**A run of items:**
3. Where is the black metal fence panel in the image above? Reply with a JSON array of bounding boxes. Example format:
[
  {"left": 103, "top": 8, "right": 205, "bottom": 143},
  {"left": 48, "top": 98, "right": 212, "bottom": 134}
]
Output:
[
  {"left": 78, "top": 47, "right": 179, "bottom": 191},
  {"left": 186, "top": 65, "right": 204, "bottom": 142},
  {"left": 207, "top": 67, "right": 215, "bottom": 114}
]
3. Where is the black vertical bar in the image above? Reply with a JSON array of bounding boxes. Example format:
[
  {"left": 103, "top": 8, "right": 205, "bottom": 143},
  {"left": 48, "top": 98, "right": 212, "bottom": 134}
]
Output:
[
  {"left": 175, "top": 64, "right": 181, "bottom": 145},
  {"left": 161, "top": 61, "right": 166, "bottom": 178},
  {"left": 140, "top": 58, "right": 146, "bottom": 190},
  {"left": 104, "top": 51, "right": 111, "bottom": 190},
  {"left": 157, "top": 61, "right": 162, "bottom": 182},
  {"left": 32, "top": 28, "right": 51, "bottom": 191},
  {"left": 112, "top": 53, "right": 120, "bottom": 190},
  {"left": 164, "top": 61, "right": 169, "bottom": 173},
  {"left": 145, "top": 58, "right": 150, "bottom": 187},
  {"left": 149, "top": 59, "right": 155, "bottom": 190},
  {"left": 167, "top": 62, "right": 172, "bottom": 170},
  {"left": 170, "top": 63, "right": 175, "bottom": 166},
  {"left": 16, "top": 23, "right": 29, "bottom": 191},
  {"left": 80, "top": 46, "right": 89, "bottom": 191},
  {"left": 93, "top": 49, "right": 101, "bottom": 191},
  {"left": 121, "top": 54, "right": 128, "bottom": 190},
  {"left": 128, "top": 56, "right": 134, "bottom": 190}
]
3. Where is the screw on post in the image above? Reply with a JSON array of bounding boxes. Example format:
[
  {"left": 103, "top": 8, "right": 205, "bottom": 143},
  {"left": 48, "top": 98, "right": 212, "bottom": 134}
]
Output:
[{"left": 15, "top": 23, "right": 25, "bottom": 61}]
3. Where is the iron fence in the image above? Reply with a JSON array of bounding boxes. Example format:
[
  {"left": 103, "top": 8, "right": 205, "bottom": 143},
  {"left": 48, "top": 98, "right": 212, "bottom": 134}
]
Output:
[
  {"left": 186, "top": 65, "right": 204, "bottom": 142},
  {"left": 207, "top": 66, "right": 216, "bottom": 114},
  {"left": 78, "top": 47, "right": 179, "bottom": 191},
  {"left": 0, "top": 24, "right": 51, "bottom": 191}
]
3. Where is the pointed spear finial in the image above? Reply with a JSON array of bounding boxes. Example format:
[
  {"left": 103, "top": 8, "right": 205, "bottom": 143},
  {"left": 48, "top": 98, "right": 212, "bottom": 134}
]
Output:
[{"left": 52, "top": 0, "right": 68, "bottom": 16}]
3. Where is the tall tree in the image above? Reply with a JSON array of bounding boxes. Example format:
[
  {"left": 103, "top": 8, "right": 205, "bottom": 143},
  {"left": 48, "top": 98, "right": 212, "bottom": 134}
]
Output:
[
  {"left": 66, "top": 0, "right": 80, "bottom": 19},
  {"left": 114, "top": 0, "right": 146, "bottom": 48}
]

**Work to be completed:** Pick out every line in the items above that contains the word "fence", and copy each such line.

**Solution to the exercise:**
3. Where is the black metal fence panel in the image above? Reply with a JSON array of bounding boxes. Example format:
3. Where is the iron fence in the image above? Reply with a JSON array of bounding boxes. Example format:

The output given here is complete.